■ **PASSAGE SHOWN**

Remo Drive plays The Bowery Ballroom
The teens have stars in their eyes. The cover of Remo Drive’s new album Natural, Everyday Degradation is on a flag draped over the wall behind the drum kit.
The band comes on stage and in seconds there are hands in the air, and Vans in the air. I’m watching faces in the crowd of fans, most of whom seem either high-school- or college-aged, as they face and then surmount their fear. Eventually, one by one, they say “fuck it” and do it: they climb on the stage, look around at the band members and realize that they’re, holy shit, really doing this, look back at the crowd that bore them, find the spot that looks best, and jump back in. In time, it becomes a pageant: the more confident kids (mainly the boys in Thrasher tanks and Remo Drive tees) do a signature move—a pirouette or air guitar—before diving dramatically back in. The others, the ones who needed a second to work up the courage to get up there, just give a gesture of pure triumph, then search the crowd for the friendliest faces, beginning their crowd surf by holding hands in a ritual of collective trust.
A bouncer taps a kid who’s about to climb up on the shoulder. When he sheepishly climbs down I want to tell him, hello, ignore the bouncer and run away onto the stage, and, before he knows what’s what, plunge into the maw of the crowd and disappear with your victory. I’m thinking this from the wall at the extreme right of the stage, close enough to get a good look but far enough that I’m not really a part of this concert that, I’m realizing, isn’t really for me. I’m in the corner critiquing the way they’re approaching the stage diving, something I never actually did (I was always afraid of being too fat to pull it off).

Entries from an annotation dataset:
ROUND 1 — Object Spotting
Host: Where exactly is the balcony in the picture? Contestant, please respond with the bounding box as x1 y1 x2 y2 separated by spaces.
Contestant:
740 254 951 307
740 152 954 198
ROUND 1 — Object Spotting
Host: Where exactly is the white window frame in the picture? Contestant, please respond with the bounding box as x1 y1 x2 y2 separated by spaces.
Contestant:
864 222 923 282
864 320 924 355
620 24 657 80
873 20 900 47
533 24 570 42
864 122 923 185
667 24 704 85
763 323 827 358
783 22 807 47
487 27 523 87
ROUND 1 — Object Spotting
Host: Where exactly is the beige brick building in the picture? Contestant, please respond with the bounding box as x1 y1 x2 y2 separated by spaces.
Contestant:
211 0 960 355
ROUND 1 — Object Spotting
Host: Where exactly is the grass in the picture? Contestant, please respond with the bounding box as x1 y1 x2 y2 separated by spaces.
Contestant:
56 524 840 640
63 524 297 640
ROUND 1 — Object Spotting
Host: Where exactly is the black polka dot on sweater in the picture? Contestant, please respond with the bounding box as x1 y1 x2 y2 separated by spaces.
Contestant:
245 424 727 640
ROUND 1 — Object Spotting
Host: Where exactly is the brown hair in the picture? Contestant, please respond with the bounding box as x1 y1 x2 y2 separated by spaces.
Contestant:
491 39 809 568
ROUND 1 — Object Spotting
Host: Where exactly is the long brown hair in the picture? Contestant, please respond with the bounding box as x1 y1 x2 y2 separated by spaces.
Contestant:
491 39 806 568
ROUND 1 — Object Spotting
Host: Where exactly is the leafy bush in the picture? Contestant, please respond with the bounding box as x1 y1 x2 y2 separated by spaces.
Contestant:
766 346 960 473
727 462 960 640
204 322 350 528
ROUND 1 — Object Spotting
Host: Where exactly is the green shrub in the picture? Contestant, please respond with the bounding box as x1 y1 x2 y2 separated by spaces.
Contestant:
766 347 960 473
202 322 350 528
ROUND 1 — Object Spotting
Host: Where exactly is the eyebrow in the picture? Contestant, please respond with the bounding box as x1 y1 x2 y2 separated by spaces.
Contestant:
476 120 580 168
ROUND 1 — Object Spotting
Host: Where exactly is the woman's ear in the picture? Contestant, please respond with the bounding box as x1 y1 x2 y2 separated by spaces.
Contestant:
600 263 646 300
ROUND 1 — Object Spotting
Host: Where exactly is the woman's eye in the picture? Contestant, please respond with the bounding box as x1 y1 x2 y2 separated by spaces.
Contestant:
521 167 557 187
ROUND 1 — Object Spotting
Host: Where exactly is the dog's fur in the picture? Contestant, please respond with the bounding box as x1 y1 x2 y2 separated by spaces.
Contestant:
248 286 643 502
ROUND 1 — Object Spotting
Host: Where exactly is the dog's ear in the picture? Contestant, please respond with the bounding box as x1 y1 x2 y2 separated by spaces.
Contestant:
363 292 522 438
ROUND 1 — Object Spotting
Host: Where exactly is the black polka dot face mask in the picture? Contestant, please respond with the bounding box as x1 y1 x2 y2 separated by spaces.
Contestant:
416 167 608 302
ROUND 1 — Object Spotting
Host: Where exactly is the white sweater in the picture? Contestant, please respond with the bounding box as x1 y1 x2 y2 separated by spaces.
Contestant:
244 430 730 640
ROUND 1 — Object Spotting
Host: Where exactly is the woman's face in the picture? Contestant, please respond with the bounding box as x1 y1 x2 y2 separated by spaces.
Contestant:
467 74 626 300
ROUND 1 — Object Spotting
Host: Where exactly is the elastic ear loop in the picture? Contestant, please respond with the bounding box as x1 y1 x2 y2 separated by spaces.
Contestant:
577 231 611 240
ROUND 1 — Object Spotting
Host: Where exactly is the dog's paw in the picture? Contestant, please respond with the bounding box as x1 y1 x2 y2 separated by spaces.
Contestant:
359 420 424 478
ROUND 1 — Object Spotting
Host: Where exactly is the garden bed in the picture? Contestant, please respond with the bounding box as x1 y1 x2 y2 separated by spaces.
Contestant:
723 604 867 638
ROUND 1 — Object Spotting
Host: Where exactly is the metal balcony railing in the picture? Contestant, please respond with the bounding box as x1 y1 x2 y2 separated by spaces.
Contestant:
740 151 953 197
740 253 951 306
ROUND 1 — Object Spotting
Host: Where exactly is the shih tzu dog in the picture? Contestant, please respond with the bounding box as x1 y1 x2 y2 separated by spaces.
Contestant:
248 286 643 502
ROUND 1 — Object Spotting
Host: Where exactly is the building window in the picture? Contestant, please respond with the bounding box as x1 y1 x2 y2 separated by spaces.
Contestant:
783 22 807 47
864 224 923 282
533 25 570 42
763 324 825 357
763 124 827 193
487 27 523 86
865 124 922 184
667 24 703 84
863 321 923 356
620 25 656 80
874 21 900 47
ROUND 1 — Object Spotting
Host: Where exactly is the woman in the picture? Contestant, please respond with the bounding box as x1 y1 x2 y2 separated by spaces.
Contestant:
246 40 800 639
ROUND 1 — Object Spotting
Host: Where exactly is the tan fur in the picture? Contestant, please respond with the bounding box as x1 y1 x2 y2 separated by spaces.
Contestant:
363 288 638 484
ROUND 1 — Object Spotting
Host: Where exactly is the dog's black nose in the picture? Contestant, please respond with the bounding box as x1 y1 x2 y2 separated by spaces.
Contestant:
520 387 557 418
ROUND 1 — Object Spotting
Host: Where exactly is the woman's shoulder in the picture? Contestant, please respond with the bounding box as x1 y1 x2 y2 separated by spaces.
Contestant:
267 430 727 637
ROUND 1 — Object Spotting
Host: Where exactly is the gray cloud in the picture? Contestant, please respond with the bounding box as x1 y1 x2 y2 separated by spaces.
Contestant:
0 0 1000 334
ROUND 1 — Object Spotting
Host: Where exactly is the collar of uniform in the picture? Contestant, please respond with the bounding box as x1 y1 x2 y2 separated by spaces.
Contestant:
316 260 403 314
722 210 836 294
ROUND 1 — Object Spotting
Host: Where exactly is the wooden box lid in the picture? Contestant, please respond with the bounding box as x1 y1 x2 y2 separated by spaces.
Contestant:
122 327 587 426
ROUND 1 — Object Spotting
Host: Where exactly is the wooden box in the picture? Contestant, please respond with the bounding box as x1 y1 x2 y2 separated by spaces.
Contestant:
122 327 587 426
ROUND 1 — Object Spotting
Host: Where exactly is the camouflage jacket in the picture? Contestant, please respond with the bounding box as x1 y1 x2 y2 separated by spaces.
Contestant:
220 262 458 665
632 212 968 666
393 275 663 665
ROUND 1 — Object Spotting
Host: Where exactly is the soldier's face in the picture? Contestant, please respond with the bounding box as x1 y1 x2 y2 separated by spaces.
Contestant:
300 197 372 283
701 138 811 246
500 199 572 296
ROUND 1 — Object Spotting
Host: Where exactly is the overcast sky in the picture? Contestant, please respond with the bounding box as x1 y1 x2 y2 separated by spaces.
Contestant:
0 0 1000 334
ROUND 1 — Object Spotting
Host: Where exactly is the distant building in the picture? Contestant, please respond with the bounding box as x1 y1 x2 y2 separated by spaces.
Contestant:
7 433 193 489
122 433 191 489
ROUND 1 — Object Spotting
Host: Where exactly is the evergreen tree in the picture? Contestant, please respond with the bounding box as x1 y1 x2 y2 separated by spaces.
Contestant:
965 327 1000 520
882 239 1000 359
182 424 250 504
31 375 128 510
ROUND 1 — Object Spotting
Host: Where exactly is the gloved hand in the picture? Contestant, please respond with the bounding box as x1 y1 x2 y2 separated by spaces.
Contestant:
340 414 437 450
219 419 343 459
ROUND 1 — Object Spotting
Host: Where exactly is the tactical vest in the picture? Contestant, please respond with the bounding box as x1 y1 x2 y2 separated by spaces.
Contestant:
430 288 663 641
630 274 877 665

■ **TASKS FOR THIS EXERCISE**
a) Convert the records into a JSON list of strings with one string per line and no blank lines. Begin at the first line of the records and stop after the line containing "245 424 727 640".
b) Carry on the review of the Remo Drive show at The Bowery Ballroom from the point where it stops.

■ **ANSWERS TO THE EXERCISE**
a)
[
  "ROUND 1 — Object Spotting",
  "Host: Where exactly is the balcony in the picture? Contestant, please respond with the bounding box as x1 y1 x2 y2 separated by spaces.",
  "Contestant:",
  "740 254 951 307",
  "740 152 954 198",
  "ROUND 1 — Object Spotting",
  "Host: Where exactly is the white window frame in the picture? Contestant, please respond with the bounding box as x1 y1 x2 y2 separated by spaces.",
  "Contestant:",
  "864 222 923 282",
  "864 320 924 355",
  "620 24 657 80",
  "873 20 900 47",
  "533 24 570 42",
  "864 122 923 185",
  "667 24 704 85",
  "763 323 827 358",
  "783 22 807 47",
  "487 27 523 87",
  "ROUND 1 — Object Spotting",
  "Host: Where exactly is the beige brick building in the picture? Contestant, please respond with the bounding box as x1 y1 x2 y2 separated by spaces.",
  "Contestant:",
  "211 0 960 355",
  "ROUND 1 — Object Spotting",
  "Host: Where exactly is the grass in the picture? Contestant, please respond with the bounding box as x1 y1 x2 y2 separated by spaces.",
  "Contestant:",
  "56 524 840 640",
  "63 524 297 640",
  "ROUND 1 — Object Spotting",
  "Host: Where exactly is the black polka dot on sweater in the picture? Contestant, please respond with the bounding box as x1 y1 x2 y2 separated by spaces.",
  "Contestant:",
  "245 424 727 640"
]

b)
As they were about to play their last song, “I’m My Own Doctor,” someone screamed for them to come back to their basement in New Jersey. “Talk to our tour manager Greg,” Stephen Paulson joked. While that might have been something the old Remo Drive did, that was now clearly off the table.
Some fans want to keep some bands to themselves, and that's understandable. Good emo music can mean a lot to young people raw from living in the quite-literally-ending world and desperate to escape to the honesty and sanctity of teenage feelings. Remo Drive is a band well-suited to store those feelings; there's a straightforwardness to their angst and negativity that might make them grating to some, and cathartic to others craving the honesty of whining about how much shit can suck.
On their first full-length on a major label, it's true that some of their woolier edges have been trimmed to better expose the great-sounding, well-written songs and Erik Paulson's lofty, warbling vocals. But these are the qualities have made Remo Drive destined to transcend the basement, and on this record they sound ready to leave the house shows behind for the concert halls. To Youtube and Reddit commenters lamenting the loss of "the old Remo": look, I get it. But that nostalgia is part of this game; it’s supposed to feel like you’re watching a train you just missed pull away.
Remo Drive plays The Bowery Ballroom, and I’m at the side, letting the kids have fun.
Other Stuff
I just fucking love the new Bon Iver song!! Here’s a live version from like a year ago that I just found. I’m glad they got rid of the trap drums:
Call your mom! I’m calling mine now.
I’m feeling really weird and unprepared for the BWB this month, and the venue won’t let me reschedule, so I’ll probably end up cancelling. In July, I’m planning to have an additional fundraiser which will be a bake sale!
I’ve started talking to some dear friends about BWB/CPS MERCH!! If that’s something you think is cool please encourage me
I’ve been thinking about making next months BWB an Amy Winehouse tribute… They played all of Back to Black as the house music at the Bowery Ballroom last night and when you’re drunk and sad that shit hit DIFFERENT
If you want to read more of my writing (I’ve done a few show reviews like this: Here!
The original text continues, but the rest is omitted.